TASK DIRECTIONS -> Give only the number of lines in the rows below that contain the string "door", matching case exactly.

— Begin —

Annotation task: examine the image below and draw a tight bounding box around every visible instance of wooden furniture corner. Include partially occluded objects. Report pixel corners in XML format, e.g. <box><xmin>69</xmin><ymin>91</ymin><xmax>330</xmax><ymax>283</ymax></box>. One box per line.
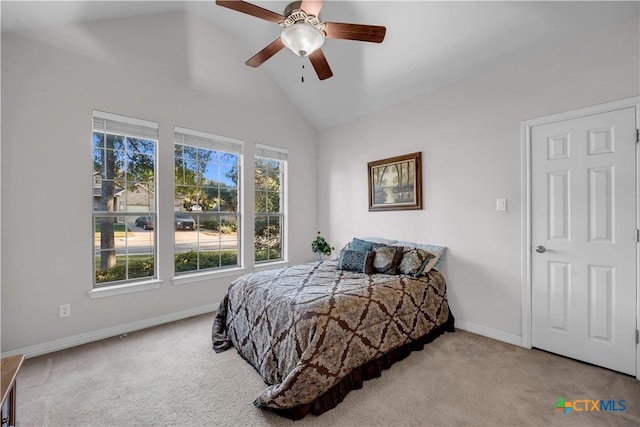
<box><xmin>1</xmin><ymin>354</ymin><xmax>24</xmax><ymax>427</ymax></box>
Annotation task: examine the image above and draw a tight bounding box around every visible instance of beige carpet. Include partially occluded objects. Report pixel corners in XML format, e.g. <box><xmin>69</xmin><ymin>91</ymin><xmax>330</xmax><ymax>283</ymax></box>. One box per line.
<box><xmin>17</xmin><ymin>315</ymin><xmax>640</xmax><ymax>427</ymax></box>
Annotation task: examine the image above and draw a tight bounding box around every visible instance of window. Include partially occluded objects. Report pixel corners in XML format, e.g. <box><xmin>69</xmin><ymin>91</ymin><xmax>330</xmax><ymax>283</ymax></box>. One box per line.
<box><xmin>255</xmin><ymin>144</ymin><xmax>287</xmax><ymax>262</ymax></box>
<box><xmin>91</xmin><ymin>111</ymin><xmax>158</xmax><ymax>288</ymax></box>
<box><xmin>174</xmin><ymin>128</ymin><xmax>242</xmax><ymax>274</ymax></box>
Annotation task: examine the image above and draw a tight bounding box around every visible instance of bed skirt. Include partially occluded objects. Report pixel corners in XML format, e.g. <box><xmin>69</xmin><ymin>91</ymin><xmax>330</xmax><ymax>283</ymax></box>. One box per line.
<box><xmin>254</xmin><ymin>312</ymin><xmax>455</xmax><ymax>420</ymax></box>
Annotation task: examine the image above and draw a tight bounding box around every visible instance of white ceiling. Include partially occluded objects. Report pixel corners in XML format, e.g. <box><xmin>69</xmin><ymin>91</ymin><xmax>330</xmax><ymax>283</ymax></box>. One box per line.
<box><xmin>1</xmin><ymin>0</ymin><xmax>640</xmax><ymax>129</ymax></box>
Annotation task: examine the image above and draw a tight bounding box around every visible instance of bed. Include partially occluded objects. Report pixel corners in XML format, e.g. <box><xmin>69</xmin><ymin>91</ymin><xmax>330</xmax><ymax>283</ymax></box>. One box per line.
<box><xmin>212</xmin><ymin>239</ymin><xmax>454</xmax><ymax>419</ymax></box>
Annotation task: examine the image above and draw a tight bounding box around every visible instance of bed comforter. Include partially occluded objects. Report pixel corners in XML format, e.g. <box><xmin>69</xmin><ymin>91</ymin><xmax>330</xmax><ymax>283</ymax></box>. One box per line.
<box><xmin>212</xmin><ymin>261</ymin><xmax>453</xmax><ymax>418</ymax></box>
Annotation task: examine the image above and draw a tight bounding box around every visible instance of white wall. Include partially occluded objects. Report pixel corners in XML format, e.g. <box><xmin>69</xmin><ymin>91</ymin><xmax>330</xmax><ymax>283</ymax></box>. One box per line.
<box><xmin>318</xmin><ymin>16</ymin><xmax>640</xmax><ymax>343</ymax></box>
<box><xmin>1</xmin><ymin>13</ymin><xmax>316</xmax><ymax>353</ymax></box>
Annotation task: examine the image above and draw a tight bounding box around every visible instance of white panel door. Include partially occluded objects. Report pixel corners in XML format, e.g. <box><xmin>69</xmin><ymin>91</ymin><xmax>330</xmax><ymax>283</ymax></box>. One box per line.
<box><xmin>531</xmin><ymin>108</ymin><xmax>638</xmax><ymax>375</ymax></box>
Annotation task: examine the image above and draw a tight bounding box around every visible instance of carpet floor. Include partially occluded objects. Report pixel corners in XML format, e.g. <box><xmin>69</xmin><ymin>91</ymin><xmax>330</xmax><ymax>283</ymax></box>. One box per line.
<box><xmin>17</xmin><ymin>314</ymin><xmax>640</xmax><ymax>427</ymax></box>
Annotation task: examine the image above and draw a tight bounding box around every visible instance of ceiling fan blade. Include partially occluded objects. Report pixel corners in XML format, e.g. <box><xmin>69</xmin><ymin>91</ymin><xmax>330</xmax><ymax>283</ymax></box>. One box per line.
<box><xmin>216</xmin><ymin>0</ymin><xmax>284</xmax><ymax>24</ymax></box>
<box><xmin>324</xmin><ymin>22</ymin><xmax>387</xmax><ymax>43</ymax></box>
<box><xmin>245</xmin><ymin>37</ymin><xmax>284</xmax><ymax>67</ymax></box>
<box><xmin>309</xmin><ymin>49</ymin><xmax>333</xmax><ymax>80</ymax></box>
<box><xmin>300</xmin><ymin>0</ymin><xmax>324</xmax><ymax>17</ymax></box>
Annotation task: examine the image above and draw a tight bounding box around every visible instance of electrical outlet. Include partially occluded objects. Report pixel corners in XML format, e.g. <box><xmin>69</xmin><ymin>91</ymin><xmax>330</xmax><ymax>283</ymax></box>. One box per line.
<box><xmin>58</xmin><ymin>304</ymin><xmax>71</xmax><ymax>319</ymax></box>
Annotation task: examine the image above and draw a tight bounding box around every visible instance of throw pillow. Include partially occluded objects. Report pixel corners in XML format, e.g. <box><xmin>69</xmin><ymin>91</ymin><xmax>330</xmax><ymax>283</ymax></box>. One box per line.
<box><xmin>338</xmin><ymin>249</ymin><xmax>375</xmax><ymax>274</ymax></box>
<box><xmin>349</xmin><ymin>237</ymin><xmax>382</xmax><ymax>252</ymax></box>
<box><xmin>398</xmin><ymin>247</ymin><xmax>437</xmax><ymax>276</ymax></box>
<box><xmin>373</xmin><ymin>245</ymin><xmax>403</xmax><ymax>274</ymax></box>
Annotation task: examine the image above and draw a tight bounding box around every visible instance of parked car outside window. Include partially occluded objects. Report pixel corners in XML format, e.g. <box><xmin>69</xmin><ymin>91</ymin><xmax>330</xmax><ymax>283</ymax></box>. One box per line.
<box><xmin>136</xmin><ymin>216</ymin><xmax>153</xmax><ymax>230</ymax></box>
<box><xmin>176</xmin><ymin>214</ymin><xmax>196</xmax><ymax>230</ymax></box>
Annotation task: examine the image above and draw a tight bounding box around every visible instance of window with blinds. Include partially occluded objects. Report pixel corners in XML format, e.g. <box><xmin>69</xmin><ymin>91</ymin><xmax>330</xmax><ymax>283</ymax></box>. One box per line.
<box><xmin>255</xmin><ymin>144</ymin><xmax>287</xmax><ymax>263</ymax></box>
<box><xmin>92</xmin><ymin>111</ymin><xmax>158</xmax><ymax>288</ymax></box>
<box><xmin>174</xmin><ymin>127</ymin><xmax>243</xmax><ymax>275</ymax></box>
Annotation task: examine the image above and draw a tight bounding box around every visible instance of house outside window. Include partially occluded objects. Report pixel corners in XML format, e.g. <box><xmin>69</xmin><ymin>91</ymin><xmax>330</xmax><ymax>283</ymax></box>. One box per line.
<box><xmin>174</xmin><ymin>127</ymin><xmax>243</xmax><ymax>275</ymax></box>
<box><xmin>92</xmin><ymin>111</ymin><xmax>158</xmax><ymax>288</ymax></box>
<box><xmin>255</xmin><ymin>144</ymin><xmax>287</xmax><ymax>263</ymax></box>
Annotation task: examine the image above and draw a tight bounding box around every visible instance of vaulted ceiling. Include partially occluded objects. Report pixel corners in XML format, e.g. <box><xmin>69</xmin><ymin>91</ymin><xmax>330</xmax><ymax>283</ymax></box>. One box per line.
<box><xmin>1</xmin><ymin>0</ymin><xmax>640</xmax><ymax>129</ymax></box>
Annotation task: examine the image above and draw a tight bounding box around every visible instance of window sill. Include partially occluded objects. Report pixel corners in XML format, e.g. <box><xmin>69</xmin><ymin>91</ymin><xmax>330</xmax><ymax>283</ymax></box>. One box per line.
<box><xmin>253</xmin><ymin>260</ymin><xmax>291</xmax><ymax>271</ymax></box>
<box><xmin>171</xmin><ymin>267</ymin><xmax>247</xmax><ymax>286</ymax></box>
<box><xmin>89</xmin><ymin>279</ymin><xmax>163</xmax><ymax>299</ymax></box>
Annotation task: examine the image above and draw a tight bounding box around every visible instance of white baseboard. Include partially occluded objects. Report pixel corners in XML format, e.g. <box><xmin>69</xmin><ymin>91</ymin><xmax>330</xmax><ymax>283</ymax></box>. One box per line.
<box><xmin>2</xmin><ymin>303</ymin><xmax>220</xmax><ymax>358</ymax></box>
<box><xmin>456</xmin><ymin>319</ymin><xmax>522</xmax><ymax>347</ymax></box>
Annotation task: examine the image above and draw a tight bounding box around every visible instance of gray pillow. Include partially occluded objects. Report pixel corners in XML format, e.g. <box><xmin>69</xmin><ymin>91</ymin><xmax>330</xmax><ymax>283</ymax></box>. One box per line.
<box><xmin>373</xmin><ymin>245</ymin><xmax>404</xmax><ymax>274</ymax></box>
<box><xmin>349</xmin><ymin>237</ymin><xmax>384</xmax><ymax>252</ymax></box>
<box><xmin>398</xmin><ymin>247</ymin><xmax>437</xmax><ymax>276</ymax></box>
<box><xmin>338</xmin><ymin>249</ymin><xmax>375</xmax><ymax>274</ymax></box>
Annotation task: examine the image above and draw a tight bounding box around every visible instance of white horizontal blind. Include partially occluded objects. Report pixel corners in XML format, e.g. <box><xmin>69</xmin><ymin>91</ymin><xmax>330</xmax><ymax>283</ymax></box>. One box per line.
<box><xmin>174</xmin><ymin>127</ymin><xmax>243</xmax><ymax>154</ymax></box>
<box><xmin>255</xmin><ymin>144</ymin><xmax>288</xmax><ymax>160</ymax></box>
<box><xmin>93</xmin><ymin>110</ymin><xmax>158</xmax><ymax>141</ymax></box>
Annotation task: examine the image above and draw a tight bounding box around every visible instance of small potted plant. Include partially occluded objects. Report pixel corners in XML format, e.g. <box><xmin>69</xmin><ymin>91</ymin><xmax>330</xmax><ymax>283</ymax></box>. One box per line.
<box><xmin>311</xmin><ymin>231</ymin><xmax>334</xmax><ymax>261</ymax></box>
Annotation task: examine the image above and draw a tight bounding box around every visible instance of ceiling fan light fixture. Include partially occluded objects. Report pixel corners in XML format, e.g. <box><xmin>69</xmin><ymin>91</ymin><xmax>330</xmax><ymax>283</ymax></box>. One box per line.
<box><xmin>280</xmin><ymin>22</ymin><xmax>324</xmax><ymax>56</ymax></box>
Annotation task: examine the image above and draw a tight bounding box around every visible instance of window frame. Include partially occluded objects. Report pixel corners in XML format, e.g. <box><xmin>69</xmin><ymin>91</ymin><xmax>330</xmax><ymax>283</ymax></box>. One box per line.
<box><xmin>173</xmin><ymin>126</ymin><xmax>244</xmax><ymax>278</ymax></box>
<box><xmin>253</xmin><ymin>144</ymin><xmax>289</xmax><ymax>268</ymax></box>
<box><xmin>89</xmin><ymin>110</ymin><xmax>161</xmax><ymax>290</ymax></box>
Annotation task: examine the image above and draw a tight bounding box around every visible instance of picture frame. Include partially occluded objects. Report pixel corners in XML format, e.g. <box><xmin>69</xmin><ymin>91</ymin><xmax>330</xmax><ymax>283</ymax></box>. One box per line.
<box><xmin>367</xmin><ymin>152</ymin><xmax>422</xmax><ymax>212</ymax></box>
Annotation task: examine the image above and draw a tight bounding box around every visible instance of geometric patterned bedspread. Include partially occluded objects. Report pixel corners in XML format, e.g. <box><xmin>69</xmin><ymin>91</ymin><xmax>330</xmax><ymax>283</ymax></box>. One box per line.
<box><xmin>212</xmin><ymin>261</ymin><xmax>449</xmax><ymax>409</ymax></box>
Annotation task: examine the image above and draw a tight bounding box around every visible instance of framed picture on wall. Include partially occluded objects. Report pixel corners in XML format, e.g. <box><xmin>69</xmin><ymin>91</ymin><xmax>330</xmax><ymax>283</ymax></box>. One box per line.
<box><xmin>367</xmin><ymin>152</ymin><xmax>422</xmax><ymax>211</ymax></box>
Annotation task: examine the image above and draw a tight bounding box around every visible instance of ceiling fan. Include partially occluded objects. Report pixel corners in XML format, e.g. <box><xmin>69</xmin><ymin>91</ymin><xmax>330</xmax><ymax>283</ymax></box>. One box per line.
<box><xmin>216</xmin><ymin>0</ymin><xmax>387</xmax><ymax>81</ymax></box>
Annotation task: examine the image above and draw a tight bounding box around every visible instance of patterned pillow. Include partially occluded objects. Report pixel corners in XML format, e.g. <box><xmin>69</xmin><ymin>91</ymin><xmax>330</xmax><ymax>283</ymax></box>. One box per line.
<box><xmin>338</xmin><ymin>249</ymin><xmax>375</xmax><ymax>274</ymax></box>
<box><xmin>349</xmin><ymin>237</ymin><xmax>383</xmax><ymax>252</ymax></box>
<box><xmin>393</xmin><ymin>240</ymin><xmax>447</xmax><ymax>271</ymax></box>
<box><xmin>373</xmin><ymin>245</ymin><xmax>403</xmax><ymax>274</ymax></box>
<box><xmin>398</xmin><ymin>247</ymin><xmax>438</xmax><ymax>277</ymax></box>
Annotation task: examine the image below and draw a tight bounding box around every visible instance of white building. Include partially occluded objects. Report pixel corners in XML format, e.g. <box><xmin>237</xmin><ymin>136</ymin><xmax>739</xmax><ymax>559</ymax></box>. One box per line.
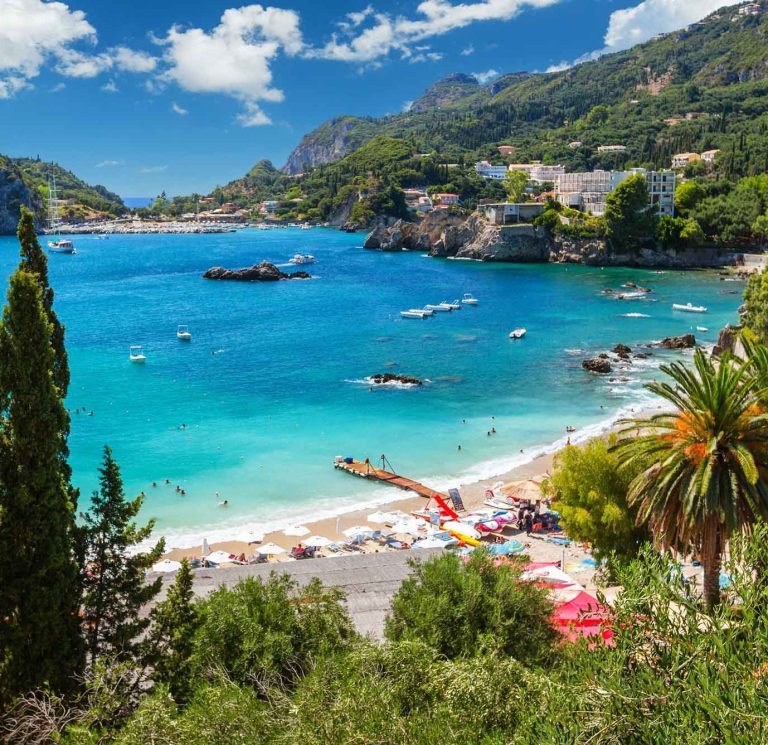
<box><xmin>509</xmin><ymin>163</ymin><xmax>565</xmax><ymax>184</ymax></box>
<box><xmin>555</xmin><ymin>168</ymin><xmax>675</xmax><ymax>215</ymax></box>
<box><xmin>475</xmin><ymin>160</ymin><xmax>507</xmax><ymax>181</ymax></box>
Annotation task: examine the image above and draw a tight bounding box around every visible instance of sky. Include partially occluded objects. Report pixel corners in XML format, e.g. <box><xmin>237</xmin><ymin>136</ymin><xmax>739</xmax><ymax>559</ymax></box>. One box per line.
<box><xmin>0</xmin><ymin>0</ymin><xmax>723</xmax><ymax>197</ymax></box>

— End —

SOLVED EXERCISE -> 1